(INFORMATION SUPPLIED begins)

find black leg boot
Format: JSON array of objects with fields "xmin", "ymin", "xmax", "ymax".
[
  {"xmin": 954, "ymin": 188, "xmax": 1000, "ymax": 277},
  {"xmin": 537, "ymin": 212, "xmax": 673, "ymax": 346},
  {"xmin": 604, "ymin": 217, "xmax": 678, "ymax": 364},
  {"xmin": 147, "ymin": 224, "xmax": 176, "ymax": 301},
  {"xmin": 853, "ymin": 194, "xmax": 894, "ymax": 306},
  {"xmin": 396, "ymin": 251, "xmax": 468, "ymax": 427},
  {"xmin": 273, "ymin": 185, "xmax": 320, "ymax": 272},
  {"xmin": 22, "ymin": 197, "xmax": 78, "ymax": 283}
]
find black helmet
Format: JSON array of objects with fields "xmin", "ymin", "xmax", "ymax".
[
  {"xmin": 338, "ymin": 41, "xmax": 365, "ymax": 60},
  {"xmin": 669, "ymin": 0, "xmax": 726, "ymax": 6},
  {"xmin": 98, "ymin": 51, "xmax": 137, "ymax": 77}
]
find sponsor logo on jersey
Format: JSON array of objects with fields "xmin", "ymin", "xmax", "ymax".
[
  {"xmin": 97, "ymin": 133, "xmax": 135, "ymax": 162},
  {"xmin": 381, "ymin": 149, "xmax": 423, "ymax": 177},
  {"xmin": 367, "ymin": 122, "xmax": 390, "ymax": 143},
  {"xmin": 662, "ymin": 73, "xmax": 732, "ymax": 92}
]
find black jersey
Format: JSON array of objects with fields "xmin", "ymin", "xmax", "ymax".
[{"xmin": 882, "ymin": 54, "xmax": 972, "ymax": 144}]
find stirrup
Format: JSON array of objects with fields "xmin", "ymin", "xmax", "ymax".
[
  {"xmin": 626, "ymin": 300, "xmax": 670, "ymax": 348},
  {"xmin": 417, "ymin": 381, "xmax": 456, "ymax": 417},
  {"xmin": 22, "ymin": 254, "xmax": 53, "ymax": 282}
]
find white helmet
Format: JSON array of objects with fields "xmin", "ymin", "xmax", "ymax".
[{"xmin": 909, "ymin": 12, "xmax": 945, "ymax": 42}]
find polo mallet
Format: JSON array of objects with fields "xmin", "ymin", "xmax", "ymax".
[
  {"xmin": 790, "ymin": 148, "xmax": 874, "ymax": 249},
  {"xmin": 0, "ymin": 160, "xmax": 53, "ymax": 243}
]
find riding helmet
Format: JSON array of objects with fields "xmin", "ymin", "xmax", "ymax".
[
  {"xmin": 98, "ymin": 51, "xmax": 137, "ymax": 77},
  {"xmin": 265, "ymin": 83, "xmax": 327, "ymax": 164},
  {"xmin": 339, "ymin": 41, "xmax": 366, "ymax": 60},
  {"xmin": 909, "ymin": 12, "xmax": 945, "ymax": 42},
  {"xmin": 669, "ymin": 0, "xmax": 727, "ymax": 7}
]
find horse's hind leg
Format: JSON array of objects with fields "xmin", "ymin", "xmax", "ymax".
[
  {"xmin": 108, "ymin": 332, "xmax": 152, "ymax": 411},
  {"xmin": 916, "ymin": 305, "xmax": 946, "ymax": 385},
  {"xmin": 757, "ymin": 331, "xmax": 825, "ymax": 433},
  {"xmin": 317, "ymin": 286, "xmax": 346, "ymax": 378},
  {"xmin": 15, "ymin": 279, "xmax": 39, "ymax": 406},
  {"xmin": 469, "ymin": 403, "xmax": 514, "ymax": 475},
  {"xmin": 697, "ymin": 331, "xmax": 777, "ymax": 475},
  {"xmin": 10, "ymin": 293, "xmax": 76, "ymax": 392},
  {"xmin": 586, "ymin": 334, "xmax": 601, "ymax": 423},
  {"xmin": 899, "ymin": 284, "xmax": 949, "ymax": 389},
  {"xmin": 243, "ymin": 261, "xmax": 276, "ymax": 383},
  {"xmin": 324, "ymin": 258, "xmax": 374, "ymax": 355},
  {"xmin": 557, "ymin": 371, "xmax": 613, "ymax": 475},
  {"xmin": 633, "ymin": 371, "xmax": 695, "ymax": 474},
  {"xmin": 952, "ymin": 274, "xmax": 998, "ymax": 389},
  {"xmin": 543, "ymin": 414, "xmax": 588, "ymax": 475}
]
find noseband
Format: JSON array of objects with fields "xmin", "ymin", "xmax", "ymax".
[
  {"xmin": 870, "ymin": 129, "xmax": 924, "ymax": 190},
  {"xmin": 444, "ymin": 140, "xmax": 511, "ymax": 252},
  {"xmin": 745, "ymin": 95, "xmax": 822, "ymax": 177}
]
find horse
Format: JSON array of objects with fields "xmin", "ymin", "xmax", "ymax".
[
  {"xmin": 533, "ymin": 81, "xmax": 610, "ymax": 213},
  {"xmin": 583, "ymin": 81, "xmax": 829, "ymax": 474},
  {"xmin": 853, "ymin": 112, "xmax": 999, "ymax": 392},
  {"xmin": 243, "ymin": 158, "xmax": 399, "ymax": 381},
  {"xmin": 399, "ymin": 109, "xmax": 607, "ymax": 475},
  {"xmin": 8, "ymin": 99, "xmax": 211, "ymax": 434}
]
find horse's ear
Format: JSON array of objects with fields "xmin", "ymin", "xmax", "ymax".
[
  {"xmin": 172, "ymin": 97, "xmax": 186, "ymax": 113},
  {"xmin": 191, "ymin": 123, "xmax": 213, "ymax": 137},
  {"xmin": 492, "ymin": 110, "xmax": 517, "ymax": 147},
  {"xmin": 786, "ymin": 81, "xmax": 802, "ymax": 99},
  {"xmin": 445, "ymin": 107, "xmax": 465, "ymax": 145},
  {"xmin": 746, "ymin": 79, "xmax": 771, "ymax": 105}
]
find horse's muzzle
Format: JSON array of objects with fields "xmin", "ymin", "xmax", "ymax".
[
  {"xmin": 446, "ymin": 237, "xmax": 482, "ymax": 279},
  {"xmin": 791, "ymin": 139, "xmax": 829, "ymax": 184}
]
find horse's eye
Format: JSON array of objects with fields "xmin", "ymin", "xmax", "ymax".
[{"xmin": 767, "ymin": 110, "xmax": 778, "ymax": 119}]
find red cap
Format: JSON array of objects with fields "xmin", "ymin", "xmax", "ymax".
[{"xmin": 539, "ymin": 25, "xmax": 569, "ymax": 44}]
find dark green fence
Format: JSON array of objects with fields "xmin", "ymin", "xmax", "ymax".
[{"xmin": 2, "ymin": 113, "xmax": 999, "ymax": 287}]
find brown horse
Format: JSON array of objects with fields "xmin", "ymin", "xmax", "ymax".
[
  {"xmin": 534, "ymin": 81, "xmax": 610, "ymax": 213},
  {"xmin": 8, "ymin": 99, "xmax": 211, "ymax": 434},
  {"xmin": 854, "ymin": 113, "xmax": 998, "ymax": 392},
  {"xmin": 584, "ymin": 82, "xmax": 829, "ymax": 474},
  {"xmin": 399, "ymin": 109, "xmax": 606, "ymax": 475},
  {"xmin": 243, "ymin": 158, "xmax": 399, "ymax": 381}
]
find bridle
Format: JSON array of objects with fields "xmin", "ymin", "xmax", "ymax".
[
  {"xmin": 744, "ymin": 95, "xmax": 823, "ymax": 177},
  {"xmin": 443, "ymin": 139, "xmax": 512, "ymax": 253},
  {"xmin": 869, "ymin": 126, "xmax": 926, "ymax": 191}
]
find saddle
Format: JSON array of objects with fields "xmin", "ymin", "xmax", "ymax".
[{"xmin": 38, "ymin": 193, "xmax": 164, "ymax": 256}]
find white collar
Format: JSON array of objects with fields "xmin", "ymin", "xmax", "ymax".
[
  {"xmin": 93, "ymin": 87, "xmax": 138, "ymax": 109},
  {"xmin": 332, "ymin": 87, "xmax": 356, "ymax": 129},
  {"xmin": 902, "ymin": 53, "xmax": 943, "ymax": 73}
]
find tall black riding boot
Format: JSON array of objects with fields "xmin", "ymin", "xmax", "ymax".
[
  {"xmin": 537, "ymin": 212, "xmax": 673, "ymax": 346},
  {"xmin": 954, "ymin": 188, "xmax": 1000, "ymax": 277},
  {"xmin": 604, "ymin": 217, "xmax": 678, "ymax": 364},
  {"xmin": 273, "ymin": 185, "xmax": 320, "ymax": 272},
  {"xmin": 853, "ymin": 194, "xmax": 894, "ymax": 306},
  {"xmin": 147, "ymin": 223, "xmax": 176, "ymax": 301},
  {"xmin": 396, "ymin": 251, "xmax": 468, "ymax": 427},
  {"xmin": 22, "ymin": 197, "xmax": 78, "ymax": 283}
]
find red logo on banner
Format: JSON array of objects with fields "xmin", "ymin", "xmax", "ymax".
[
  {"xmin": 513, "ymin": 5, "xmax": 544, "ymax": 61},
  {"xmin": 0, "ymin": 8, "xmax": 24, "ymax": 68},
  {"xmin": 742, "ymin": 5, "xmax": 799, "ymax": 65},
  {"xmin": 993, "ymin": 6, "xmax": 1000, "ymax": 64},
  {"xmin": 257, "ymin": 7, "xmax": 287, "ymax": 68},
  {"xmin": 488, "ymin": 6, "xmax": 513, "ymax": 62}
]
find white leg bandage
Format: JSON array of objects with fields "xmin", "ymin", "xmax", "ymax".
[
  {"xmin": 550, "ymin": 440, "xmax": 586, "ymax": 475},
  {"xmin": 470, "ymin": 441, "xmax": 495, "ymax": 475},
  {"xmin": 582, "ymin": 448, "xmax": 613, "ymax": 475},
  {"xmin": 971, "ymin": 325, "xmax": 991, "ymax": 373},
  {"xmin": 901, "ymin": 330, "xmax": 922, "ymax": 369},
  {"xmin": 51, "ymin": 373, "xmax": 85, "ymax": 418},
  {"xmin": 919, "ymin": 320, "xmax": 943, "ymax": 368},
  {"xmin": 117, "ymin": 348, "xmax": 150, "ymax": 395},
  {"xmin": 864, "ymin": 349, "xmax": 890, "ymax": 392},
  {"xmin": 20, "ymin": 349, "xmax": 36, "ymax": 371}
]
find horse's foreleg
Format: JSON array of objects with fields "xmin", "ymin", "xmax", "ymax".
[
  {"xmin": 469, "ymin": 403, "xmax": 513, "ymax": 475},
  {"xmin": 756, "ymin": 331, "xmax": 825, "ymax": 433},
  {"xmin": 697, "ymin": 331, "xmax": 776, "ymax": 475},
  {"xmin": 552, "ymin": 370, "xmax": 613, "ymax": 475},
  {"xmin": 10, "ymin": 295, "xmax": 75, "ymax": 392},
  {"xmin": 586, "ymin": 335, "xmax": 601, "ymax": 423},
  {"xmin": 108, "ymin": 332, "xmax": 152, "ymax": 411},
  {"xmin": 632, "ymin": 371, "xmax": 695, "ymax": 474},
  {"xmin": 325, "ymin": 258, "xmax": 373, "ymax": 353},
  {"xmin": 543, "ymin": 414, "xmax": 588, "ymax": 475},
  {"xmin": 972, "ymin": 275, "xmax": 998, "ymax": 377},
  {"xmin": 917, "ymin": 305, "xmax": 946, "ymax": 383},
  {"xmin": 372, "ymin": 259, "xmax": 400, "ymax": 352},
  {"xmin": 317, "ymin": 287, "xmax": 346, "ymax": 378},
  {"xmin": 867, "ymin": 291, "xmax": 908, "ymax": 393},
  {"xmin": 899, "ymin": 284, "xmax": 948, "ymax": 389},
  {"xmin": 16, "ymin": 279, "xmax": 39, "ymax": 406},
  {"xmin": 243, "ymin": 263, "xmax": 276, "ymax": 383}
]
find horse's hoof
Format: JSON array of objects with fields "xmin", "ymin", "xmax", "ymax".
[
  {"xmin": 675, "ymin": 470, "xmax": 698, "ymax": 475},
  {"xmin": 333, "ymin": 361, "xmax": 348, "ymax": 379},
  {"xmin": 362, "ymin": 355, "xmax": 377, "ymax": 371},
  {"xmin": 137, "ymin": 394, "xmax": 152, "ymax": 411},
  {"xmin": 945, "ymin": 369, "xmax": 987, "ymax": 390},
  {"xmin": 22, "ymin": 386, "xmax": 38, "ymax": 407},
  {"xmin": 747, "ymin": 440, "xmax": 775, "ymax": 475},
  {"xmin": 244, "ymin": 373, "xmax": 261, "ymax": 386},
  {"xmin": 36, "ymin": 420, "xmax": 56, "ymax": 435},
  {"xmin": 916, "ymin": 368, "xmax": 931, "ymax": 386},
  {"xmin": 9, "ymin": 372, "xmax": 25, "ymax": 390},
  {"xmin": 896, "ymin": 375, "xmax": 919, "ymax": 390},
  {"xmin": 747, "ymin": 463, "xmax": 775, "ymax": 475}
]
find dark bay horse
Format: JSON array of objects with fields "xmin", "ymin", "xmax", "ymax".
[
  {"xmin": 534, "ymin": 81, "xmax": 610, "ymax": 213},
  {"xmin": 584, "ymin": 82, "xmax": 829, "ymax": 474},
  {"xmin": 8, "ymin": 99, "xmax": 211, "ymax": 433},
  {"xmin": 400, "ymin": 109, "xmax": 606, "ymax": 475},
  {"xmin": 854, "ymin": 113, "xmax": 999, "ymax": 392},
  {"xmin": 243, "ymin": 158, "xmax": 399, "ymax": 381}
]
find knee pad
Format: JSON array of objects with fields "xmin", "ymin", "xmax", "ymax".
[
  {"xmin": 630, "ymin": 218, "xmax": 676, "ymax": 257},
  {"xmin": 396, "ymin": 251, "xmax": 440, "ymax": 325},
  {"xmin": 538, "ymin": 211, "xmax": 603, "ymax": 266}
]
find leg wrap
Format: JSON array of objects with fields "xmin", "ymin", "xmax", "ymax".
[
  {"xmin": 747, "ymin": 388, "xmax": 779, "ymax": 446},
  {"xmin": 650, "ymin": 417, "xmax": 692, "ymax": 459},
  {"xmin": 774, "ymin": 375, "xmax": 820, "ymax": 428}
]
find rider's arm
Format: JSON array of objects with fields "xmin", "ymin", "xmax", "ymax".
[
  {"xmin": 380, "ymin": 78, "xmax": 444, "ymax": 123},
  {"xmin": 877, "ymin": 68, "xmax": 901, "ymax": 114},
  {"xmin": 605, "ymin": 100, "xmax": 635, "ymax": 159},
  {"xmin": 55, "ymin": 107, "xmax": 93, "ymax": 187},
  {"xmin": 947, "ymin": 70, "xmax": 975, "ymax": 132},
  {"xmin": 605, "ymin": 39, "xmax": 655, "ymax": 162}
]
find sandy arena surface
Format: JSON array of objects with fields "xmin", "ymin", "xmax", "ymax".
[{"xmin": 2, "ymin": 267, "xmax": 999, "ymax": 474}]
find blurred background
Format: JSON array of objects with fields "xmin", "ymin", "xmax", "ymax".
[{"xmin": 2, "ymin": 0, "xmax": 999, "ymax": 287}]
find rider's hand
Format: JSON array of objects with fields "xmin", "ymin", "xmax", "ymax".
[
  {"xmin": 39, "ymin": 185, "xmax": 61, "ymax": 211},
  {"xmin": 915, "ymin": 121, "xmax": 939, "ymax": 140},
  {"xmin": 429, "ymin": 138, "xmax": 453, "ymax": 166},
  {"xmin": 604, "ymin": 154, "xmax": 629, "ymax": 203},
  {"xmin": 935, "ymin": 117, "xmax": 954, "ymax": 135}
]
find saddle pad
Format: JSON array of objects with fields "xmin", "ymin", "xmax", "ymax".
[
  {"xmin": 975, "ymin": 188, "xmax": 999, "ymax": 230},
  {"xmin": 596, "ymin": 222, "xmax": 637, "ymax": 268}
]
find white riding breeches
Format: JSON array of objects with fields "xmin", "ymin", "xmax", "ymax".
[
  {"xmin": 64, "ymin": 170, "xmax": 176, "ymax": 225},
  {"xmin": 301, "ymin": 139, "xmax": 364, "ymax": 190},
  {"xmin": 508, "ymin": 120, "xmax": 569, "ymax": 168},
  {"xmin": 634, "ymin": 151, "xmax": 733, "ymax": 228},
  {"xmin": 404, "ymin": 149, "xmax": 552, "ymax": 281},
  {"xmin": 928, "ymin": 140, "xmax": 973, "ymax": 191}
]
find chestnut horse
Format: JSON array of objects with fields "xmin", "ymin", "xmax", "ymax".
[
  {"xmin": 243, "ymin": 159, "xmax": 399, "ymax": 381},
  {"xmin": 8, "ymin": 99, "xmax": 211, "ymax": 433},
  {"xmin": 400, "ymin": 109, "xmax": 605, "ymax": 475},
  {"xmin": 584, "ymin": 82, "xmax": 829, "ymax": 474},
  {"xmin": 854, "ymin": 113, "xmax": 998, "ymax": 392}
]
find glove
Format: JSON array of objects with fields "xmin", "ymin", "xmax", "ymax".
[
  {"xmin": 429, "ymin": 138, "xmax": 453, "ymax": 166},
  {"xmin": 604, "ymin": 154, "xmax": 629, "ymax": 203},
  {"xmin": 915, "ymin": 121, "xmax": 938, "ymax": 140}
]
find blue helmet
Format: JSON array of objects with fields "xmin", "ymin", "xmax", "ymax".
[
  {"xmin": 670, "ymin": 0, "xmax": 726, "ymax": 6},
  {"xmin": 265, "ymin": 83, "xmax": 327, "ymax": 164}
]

(INFORMATION SUPPLIED ends)

#### [TRY IT]
Copy out each line of the data where the string "jersey" appears.

#### [RESULT FOR THIS TASK]
find sponsor logo on jersey
find black jersey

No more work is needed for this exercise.